__PROBLEM TO WORK ON__.
Make a verbatim transcription of the records, without the pictures.

*** EXERCISE MATERIALS ***

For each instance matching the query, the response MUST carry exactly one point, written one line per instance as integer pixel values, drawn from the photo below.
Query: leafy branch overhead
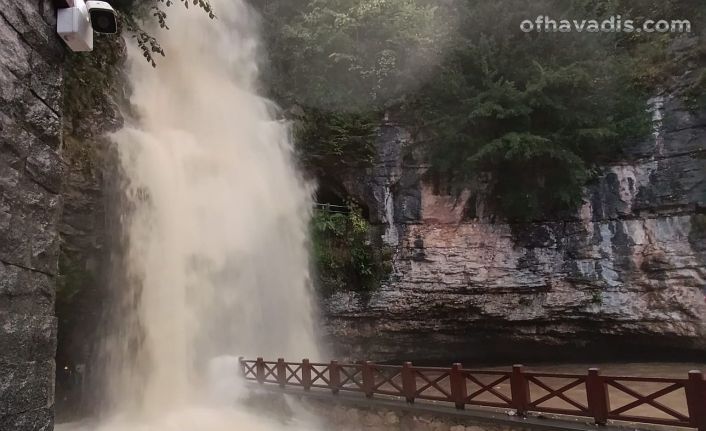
(132, 14)
(532, 115)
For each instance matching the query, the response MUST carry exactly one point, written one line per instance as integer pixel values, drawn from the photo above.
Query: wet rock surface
(31, 171)
(625, 274)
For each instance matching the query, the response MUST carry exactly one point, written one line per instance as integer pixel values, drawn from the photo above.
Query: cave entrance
(332, 196)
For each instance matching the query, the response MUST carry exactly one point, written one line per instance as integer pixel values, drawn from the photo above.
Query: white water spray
(217, 229)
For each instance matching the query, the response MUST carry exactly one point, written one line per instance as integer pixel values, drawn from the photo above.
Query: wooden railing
(587, 395)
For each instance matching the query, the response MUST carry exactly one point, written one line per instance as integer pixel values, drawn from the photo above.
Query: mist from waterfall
(216, 227)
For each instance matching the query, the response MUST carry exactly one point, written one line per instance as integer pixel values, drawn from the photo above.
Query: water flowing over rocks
(627, 273)
(31, 171)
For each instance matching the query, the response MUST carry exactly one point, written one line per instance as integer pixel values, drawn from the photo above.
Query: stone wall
(30, 205)
(625, 275)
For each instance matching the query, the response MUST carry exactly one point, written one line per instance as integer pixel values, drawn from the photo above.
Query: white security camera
(76, 24)
(103, 17)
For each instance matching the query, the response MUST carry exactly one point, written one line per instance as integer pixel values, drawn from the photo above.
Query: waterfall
(216, 229)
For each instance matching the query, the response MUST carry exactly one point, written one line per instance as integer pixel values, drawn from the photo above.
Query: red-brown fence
(593, 395)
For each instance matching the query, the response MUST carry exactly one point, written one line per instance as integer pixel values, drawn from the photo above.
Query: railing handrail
(410, 382)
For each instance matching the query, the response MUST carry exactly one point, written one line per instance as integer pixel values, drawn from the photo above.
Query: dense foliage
(345, 257)
(537, 111)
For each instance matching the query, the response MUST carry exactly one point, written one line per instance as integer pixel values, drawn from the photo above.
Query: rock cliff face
(30, 205)
(626, 274)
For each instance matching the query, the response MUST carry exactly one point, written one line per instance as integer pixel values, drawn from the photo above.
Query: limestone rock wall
(30, 205)
(625, 275)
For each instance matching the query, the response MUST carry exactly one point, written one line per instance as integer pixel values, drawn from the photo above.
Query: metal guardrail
(586, 395)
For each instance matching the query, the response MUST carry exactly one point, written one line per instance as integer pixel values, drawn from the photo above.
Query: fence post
(696, 399)
(241, 362)
(519, 388)
(260, 370)
(368, 379)
(409, 382)
(597, 396)
(281, 372)
(306, 374)
(334, 377)
(459, 392)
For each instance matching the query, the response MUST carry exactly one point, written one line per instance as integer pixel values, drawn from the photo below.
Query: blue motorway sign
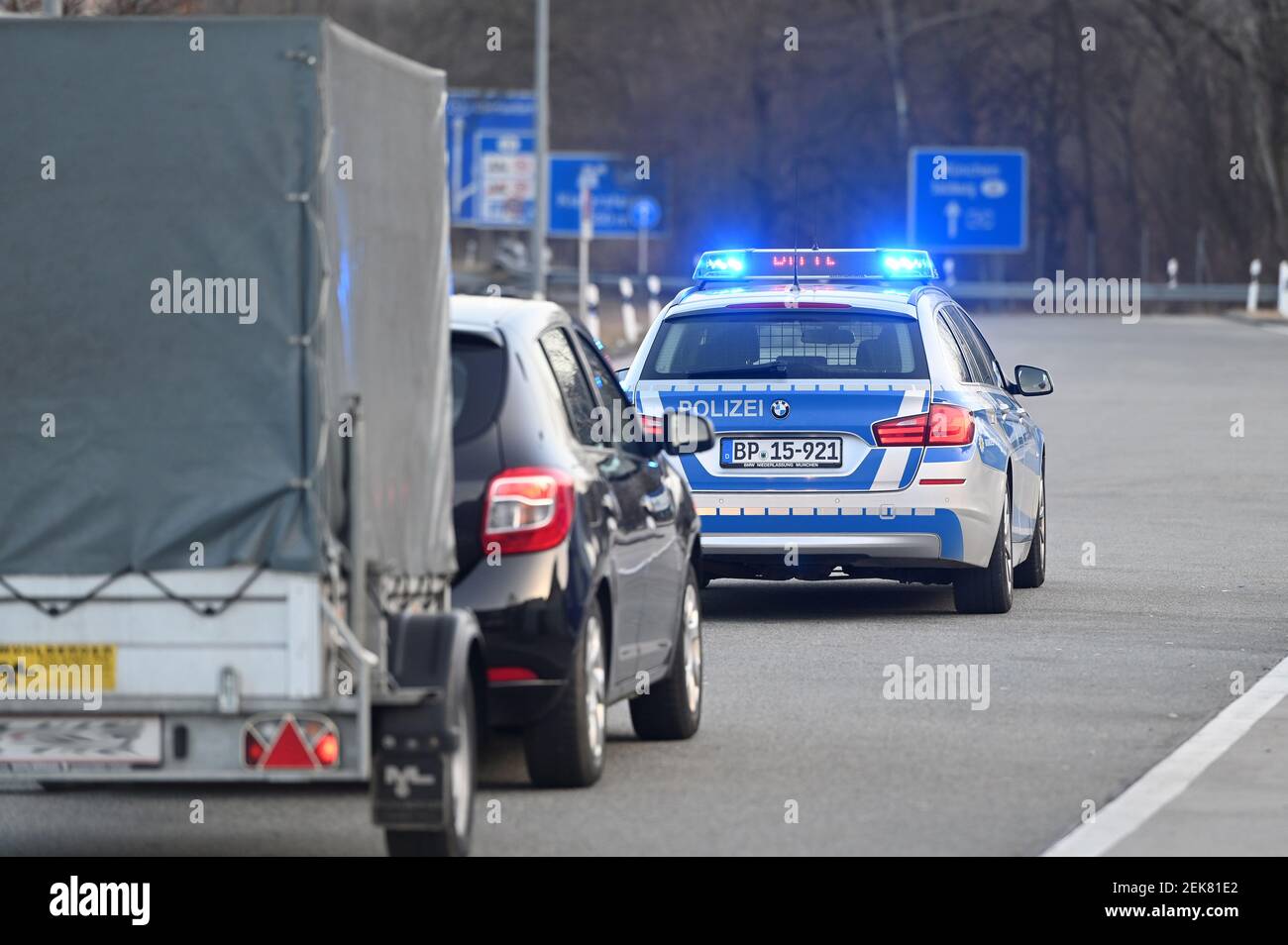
(621, 202)
(490, 158)
(969, 200)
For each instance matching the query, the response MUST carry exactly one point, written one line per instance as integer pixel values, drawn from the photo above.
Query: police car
(863, 426)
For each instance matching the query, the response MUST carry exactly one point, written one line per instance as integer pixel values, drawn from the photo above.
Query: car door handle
(612, 510)
(658, 503)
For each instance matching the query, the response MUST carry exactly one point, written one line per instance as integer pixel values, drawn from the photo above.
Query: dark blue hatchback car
(579, 545)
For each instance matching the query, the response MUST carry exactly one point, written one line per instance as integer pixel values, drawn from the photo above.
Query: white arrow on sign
(952, 210)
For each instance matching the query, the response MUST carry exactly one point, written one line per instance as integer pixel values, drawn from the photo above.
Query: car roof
(488, 314)
(889, 296)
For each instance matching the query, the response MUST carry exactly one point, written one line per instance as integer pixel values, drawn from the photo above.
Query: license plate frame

***

__TASK OUTPUT__.
For each instance matching the query, the response MUST carry exactly one point, written one line per instance as integer pixel values, drawn from the photo below.
Query: leafy branch overhead
(132, 14)
(532, 115)
For each instance matching the query, the response MUST carry exactly one point, written one line per instance as integer pixel values, drawn from the photo above.
Query: wet rock surface
(31, 171)
(625, 274)
For each instance matching the query, the response MUST carry exactly one point, written one line per instance as integer pixel values, drawn from the photo above.
Query: cave entrance
(332, 196)
For each instance matching the query, the response MUST carry exactly one point, written one line per instance as integer pixel values, drawn from the photo above.
Query: white water spray
(217, 229)
For each instance matching the query, the response MUST carry exactly one point, written one line per instance as integer pixel values, drawn from the photo above.
Query: wooden railing
(587, 395)
For each instance matching the query, the response MUST carry exactly one point, written one line per instance as integer pixel values, drawn from the photo above.
Query: mist from waterfall
(216, 227)
For each instance matching the query, the response MUST carry exactly one point, written one line per instance as integer pixel values, drawn from the photo above.
Query: water flowing over rocks
(627, 273)
(31, 171)
For each instance matching the query, the response MUST carry exactly one point, written one line per instance as integer pixel values, drawn from the photo above.
Query: stone wall
(30, 205)
(625, 275)
For each instance matching the query, the response MUST carry exactly one point, written one line per instance as integer pixel values, drawn from the photo above.
Query: white security camera
(76, 24)
(103, 17)
For each instance matching the query, the response MUST carry exactly one point, written one line per instance as integer pixel values, drawn from the photo above.
Query: waterfall
(216, 229)
For each instance matching the query, the response MUST carry exactly one point, written one line per instance as integer pixel values, drawn from the photo above.
Query: red-brown fence
(593, 395)
For each instance matching the query, the response MUST carry exactly one point, written one line per instance as integer pixel values, drawn from the photo above.
Query: railing handrail
(410, 382)
For each instance matching the query, the response MUST carry exactly one point, written one line per instance as integer pixel values, drawn from the photo above.
Query: dense foliage
(345, 257)
(537, 111)
For each instance matching the query, the response MUST carry exactly one point, written one line per instance as integer pixel values, drawn from the photo above.
Query: rock cliff face
(30, 205)
(626, 274)
For each instance matching the query, the response MUST carry exactly one point, written one line per instance as integer pixel values, drawn from the photo above.
Query: limestone rock wall
(30, 205)
(625, 275)
For each instance matching the query, the response MUST carry exactly one point, written one line per instance as integer pixel values, drawn from the photo above.
Query: metal guardrail
(586, 395)
For each instance matching the query, the response MUST carry exactly one point, written one line per instance as integer pixel values, drawn from the photo above.
Query: fence post
(696, 399)
(241, 362)
(519, 388)
(260, 370)
(368, 379)
(409, 382)
(597, 396)
(281, 372)
(306, 374)
(334, 377)
(459, 392)
For each instance matching the query, the response MUST carry exactly one point, written one line per instance as integer pixel values, drawn from the photo below.
Query: blue motorway sign
(621, 202)
(490, 158)
(969, 200)
For each instance matching the query, the response MUST carry exactly one point, written one line per instance as integer pixel values, drawn from the photo above.
Query: police car
(863, 426)
For each instance matching the query, the response MUST carry exactly one point, written one line per instance as integer pixel values, drawn from the photo above.
Query: car door handle
(612, 510)
(658, 503)
For each instance matching the query, the response MUST carry exactly one point, written one line per instance as integer pixel values, drawn from the photo above.
Query: dark blue hatchback car
(579, 545)
For each instance matching the query, the response MUST carry exactly one point, written one line per instance as integer pixel values, drawn from the photo above.
Query: white arrow on sign
(952, 210)
For each instance matching the query, the response MUST carry exactly one point, written one line per instance as integer pixel values, drawn from the photo above.
Query: car roof
(488, 314)
(889, 296)
For each instance matching the query, the response MUST carry exactly one point, written one line per instance as integer pixel values, drawn from the photo above.
Query: license plate frame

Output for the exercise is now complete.